(数据集条目)
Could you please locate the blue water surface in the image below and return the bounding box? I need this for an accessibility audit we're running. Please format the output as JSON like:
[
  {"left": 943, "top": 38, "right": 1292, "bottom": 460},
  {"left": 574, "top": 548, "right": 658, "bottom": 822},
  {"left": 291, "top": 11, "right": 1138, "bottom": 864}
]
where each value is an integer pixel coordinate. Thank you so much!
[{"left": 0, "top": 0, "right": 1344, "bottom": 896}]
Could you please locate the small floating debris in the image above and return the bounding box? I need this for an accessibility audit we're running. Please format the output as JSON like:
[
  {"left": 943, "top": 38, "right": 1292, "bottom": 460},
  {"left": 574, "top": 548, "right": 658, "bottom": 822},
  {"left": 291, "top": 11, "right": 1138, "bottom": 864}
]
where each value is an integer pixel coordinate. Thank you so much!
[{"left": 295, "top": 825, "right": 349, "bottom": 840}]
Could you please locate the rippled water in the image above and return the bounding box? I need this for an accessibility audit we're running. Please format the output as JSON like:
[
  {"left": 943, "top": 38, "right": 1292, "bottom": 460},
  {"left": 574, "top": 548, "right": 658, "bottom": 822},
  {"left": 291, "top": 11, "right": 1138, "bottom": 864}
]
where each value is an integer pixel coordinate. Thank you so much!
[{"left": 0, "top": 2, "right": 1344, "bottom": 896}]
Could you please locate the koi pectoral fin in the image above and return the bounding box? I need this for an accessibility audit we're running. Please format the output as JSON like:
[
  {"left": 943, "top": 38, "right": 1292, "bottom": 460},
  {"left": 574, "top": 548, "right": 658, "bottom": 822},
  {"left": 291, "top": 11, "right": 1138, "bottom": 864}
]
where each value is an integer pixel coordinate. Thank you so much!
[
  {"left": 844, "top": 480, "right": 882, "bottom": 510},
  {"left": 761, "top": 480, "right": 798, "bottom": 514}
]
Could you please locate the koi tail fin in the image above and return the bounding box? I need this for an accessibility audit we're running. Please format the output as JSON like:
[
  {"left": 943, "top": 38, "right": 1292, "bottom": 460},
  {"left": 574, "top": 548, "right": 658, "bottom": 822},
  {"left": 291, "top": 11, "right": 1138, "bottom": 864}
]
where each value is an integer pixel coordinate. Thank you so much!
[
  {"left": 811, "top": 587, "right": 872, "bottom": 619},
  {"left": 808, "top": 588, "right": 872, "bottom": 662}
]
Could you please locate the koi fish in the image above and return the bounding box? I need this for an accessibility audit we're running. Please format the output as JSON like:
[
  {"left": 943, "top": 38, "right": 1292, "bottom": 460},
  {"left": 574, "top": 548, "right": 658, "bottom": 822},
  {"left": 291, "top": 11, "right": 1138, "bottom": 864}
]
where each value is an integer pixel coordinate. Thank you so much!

» **问题陈述**: 将上述列表的全部各行整理为一个 JSON 字符串数组，每行对应一个字符串，空行略去。

» **任务答复**:
[
  "Could you please locate the blue water surface in the image below and return the bounding box? I need this for an accessibility audit we're running. Please format the output as JSON like:",
  "[",
  "  {\"left\": 943, \"top\": 38, \"right\": 1292, \"bottom\": 460},",
  "  {\"left\": 574, \"top\": 548, \"right\": 658, \"bottom\": 822},",
  "  {\"left\": 291, \"top\": 11, \"right\": 1138, \"bottom\": 864}",
  "]",
  "where each value is an integer pixel coordinate. Thank you so much!",
  "[{\"left\": 0, \"top\": 0, \"right\": 1344, \"bottom\": 896}]",
  "Could you please locate the small floating debris in the image above and return the bounding box? I need this for an accessibility audit we're running. Please format the output as JSON like:",
  "[",
  "  {\"left\": 943, \"top\": 38, \"right\": 1292, \"bottom\": 460},",
  "  {\"left\": 574, \"top\": 548, \"right\": 658, \"bottom\": 822},",
  "  {\"left\": 291, \"top\": 11, \"right\": 1138, \"bottom\": 864}",
  "]",
  "where each value is an integer pixel coordinate. Thank you so much!",
  "[{\"left\": 295, \"top\": 825, \"right\": 349, \"bottom\": 840}]",
  "Could you please locate the rippled water in the image above and return the bounding box? I need this for an accessibility audit we're running. Please format the output as JSON like:",
  "[",
  "  {\"left\": 943, \"top\": 38, \"right\": 1292, \"bottom\": 460},",
  "  {\"left\": 574, \"top\": 548, \"right\": 658, \"bottom\": 822},",
  "  {\"left\": 291, \"top\": 11, \"right\": 1138, \"bottom\": 864}",
  "]",
  "where each value is an integer pixel coordinate. Thank you so much!",
  "[{\"left\": 0, \"top\": 2, \"right\": 1344, \"bottom\": 896}]",
  "Could you please locate the koi pectoral fin in the image above and return the bounding box? I need this for an accessibility audit we're running. Please format the output as JSON like:",
  "[",
  "  {\"left\": 943, \"top\": 38, \"right\": 1292, \"bottom\": 460},",
  "  {\"left\": 574, \"top\": 548, \"right\": 658, \"bottom\": 822},",
  "  {\"left\": 291, \"top\": 11, \"right\": 1138, \"bottom\": 864}",
  "]",
  "where each value is an integer pixel coordinate. Thank you so much!",
  "[",
  "  {\"left\": 844, \"top\": 480, \"right\": 882, \"bottom\": 510},",
  "  {\"left\": 761, \"top\": 480, \"right\": 798, \"bottom\": 514}",
  "]",
  "Could you please locate the koi tail fin in the image above and return the bounding box? I need this for an accessibility audit we're running. Please format the output as JSON like:",
  "[",
  "  {\"left\": 943, \"top\": 38, \"right\": 1292, \"bottom\": 460},",
  "  {\"left\": 574, \"top\": 548, \"right\": 658, \"bottom\": 822},",
  "  {\"left\": 291, \"top\": 11, \"right\": 1138, \"bottom\": 864}",
  "]",
  "where each value is an integer pixel coordinate. Thank you so much!",
  "[",
  "  {\"left\": 811, \"top\": 587, \"right\": 872, \"bottom\": 619},",
  "  {\"left\": 808, \"top\": 588, \"right\": 872, \"bottom\": 662}",
  "]",
  "Could you please locate the koi fish in the image above and return the bounding box? I need this for an accessibility audit we're running. Please format the output as JSON like:",
  "[",
  "  {\"left\": 943, \"top\": 38, \"right\": 1292, \"bottom\": 460},",
  "  {\"left\": 574, \"top\": 548, \"right\": 658, \"bottom\": 822},",
  "  {\"left\": 291, \"top\": 11, \"right\": 1138, \"bottom\": 864}",
  "]",
  "where each value is an integer pixel coordinate. Thank you so much!"
]